EXTRAIT FOURNI:
▬▬▬

M. Dan McTeague: Monsieur Janisch, c'est que, dans le passé, certains ont prétendu que les investissements devraient servir à des fusions et non pas à la capitalisation, et cela inquiète certains d'entre nous.
Vous avez donné l'exemple de Nortel, et c'est un exemple intéressant, mais il s'agit d'un arrangement qui existe déjà.
Sans vouloir faire montre de défaitisme, je crois que nous devons nous poser ces questions. Manifestement, le Parlement et les organismes de réglementation se sont acquittés de leurs responsabilités dans le passé pour garantir aux Canadiens un service optimal. C'est ce qu'ont les Canadiens actuellement, mais il y a toujours place à l'amélioration.
Certains prétendent toutefois que, dans le secteur des télécommunications, la productivité et l'innovation ne suffisent pas, et que les investissements étrangers sont la panacée. Certains d'entre nous estiment qu'il faut aller un peu plus loin.
Pr Hudson Janisch: J'aimerais revenir à ce à quoi je voulais en venir dans mon exposé: je ne crois pas que les investissements étrangers excluent la réglementation. Il n'y a pas de raison de croire que les étrangers qui investissent au Canada n'auront pas à se conformer aux lois canadiennes. Je l'ai déjà dit, bon nombre de nos objectifs peuvent être atteints plus efficacement par le biais de la réglementation plutôt que de la restriction des investissements étrangers.
Le président: Vous avez le temps de poser encore une question.
M. Dan McTeague: Monsieur Janisch, vous avez parlé du potentiel de la réglementation, mais aussi de la concurrence. C'est une remarque qui m'a beaucoup plu.
Notre comité s'inquiète de voir des sociétés invoquer l'efficience comme moyen de défense. On l'a invoquée dans d'autres secteurs pour obtenir des fusions, quand on a pu prouver que cela entraînerait des gains d'efficience qui, toutefois, ne sont pas toujours dans l'intérêt des consommateurs.
Est-ce que l'emploi des mots «contrôle» et «propriété» ne vous préoccupe pas s'agissant d'investissement étranger direct?
» (1700)
Pr Hudson Janisch: Les règles actuelles me préoccupent, en ce sens que lorsque les avocats attestent qu'il y a contrôle canadien continu, ils ne se croisent pas les doigts derrière le dos. Je crains malheureusement de devoir reconnaître que ce sont dans bien des cas mes anciens étudiants. Bon nombre de mes étudiants sont actifs dans ce domaine.
Des voix: Oh, oh!
Pr Hudson Janisch: J'ai bien peur que cela soit devenu une simple formalité et non pas une véritable attestation.

▬▬▬

CONSIGNE 1: Relevez toutes les mentions d'intervenant placées devant une prise de parole dans l'extrait, chacune une seule fois.
CONSIGNE 2: D'après l'extrait, qu'est devenue l'attestation de contrôle canadien continu selon Hudson Janisch?
Vous n'avez pas besoin des lignes pour faire ces exercices.

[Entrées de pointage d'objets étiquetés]
▬▬▬

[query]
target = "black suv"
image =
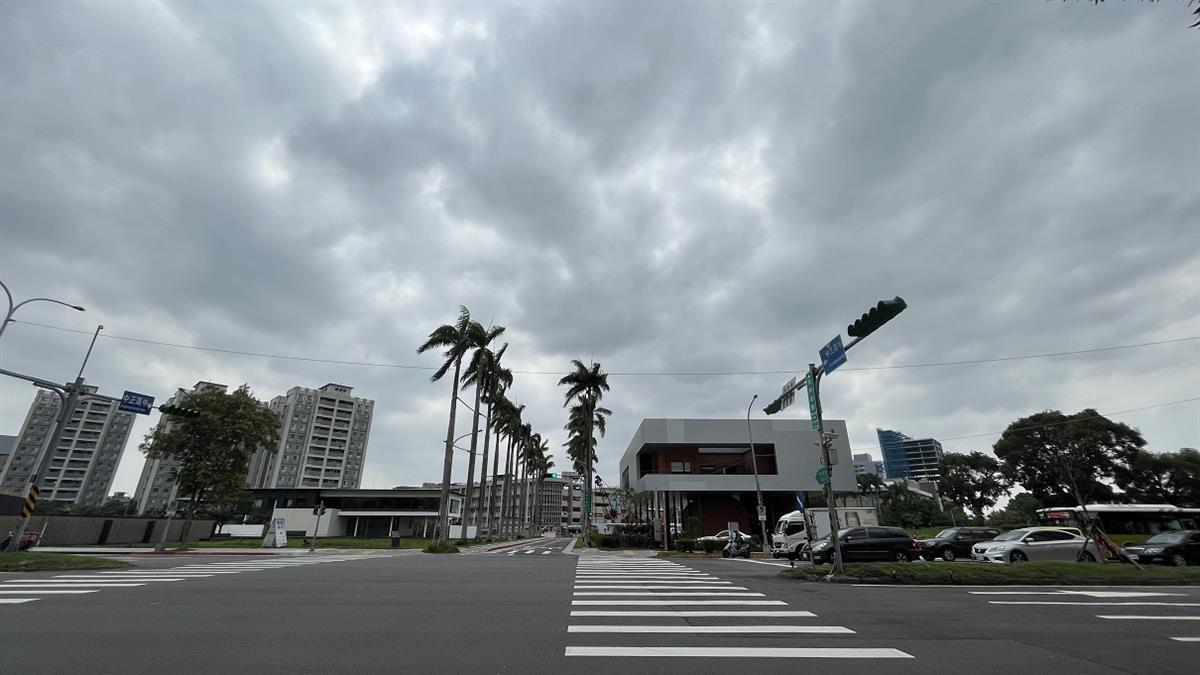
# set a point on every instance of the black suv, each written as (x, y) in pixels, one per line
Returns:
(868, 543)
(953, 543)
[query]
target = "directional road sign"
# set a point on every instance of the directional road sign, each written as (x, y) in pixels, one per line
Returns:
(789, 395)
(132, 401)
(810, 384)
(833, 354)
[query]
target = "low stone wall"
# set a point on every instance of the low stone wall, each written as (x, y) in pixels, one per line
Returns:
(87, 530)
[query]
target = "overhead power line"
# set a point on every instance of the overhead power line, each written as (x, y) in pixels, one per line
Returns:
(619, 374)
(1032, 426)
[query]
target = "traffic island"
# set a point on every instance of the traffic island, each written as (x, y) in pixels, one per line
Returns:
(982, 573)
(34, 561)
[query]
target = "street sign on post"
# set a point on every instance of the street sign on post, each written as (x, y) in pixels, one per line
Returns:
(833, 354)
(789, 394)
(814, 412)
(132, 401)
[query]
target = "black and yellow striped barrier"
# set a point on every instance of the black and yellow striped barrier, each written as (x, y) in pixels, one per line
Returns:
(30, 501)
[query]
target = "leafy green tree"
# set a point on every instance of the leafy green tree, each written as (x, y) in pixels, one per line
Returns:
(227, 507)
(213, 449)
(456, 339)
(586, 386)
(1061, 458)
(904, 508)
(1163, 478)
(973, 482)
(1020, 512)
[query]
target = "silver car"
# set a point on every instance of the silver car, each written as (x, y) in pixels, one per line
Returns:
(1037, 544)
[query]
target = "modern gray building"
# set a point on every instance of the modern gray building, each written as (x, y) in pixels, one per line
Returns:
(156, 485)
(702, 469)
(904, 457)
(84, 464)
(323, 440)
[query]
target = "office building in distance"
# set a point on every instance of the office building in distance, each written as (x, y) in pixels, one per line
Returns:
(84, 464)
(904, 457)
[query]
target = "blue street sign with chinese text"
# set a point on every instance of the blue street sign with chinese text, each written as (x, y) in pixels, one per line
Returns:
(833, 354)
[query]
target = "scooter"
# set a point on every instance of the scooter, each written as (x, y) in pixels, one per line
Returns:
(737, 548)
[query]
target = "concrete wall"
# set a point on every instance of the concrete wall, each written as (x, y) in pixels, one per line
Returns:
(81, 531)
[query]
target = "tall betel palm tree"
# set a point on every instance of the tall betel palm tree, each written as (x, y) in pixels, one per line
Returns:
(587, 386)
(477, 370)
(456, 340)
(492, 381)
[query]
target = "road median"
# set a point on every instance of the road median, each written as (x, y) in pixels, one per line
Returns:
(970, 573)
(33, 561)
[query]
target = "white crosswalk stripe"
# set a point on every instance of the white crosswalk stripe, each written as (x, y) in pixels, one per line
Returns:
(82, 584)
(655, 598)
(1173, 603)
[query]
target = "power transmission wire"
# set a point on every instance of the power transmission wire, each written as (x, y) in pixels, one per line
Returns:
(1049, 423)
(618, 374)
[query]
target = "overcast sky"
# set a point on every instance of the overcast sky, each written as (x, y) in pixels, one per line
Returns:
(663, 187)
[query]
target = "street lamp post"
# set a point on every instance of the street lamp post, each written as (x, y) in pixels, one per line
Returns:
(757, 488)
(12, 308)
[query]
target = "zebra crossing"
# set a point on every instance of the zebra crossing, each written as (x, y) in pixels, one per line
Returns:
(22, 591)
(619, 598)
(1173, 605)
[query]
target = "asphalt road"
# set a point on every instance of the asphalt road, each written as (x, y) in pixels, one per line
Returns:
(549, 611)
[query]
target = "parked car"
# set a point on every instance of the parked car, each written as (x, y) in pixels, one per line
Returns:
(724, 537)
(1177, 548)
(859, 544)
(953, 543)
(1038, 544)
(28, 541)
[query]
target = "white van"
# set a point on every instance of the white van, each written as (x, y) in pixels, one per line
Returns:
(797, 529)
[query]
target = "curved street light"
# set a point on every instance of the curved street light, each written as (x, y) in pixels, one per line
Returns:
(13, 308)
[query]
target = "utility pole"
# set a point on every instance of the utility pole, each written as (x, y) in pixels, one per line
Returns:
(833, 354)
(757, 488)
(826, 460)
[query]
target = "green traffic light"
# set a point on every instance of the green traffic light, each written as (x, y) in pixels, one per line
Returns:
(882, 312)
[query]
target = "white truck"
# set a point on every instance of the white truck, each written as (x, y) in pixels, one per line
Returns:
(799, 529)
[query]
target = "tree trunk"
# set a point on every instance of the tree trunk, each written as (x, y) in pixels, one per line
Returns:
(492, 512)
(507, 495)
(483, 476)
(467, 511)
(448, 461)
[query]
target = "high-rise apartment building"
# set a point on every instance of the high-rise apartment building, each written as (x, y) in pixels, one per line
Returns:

▬▬▬

RÉPONSE ATTENDUE 1:
M. Dan McTeague
Pr Hudson Janisch
Le président
Des voix

RÉPONSE ATTENDUE 2: Elle est devenue une simple formalité et non pas une véritable attestation.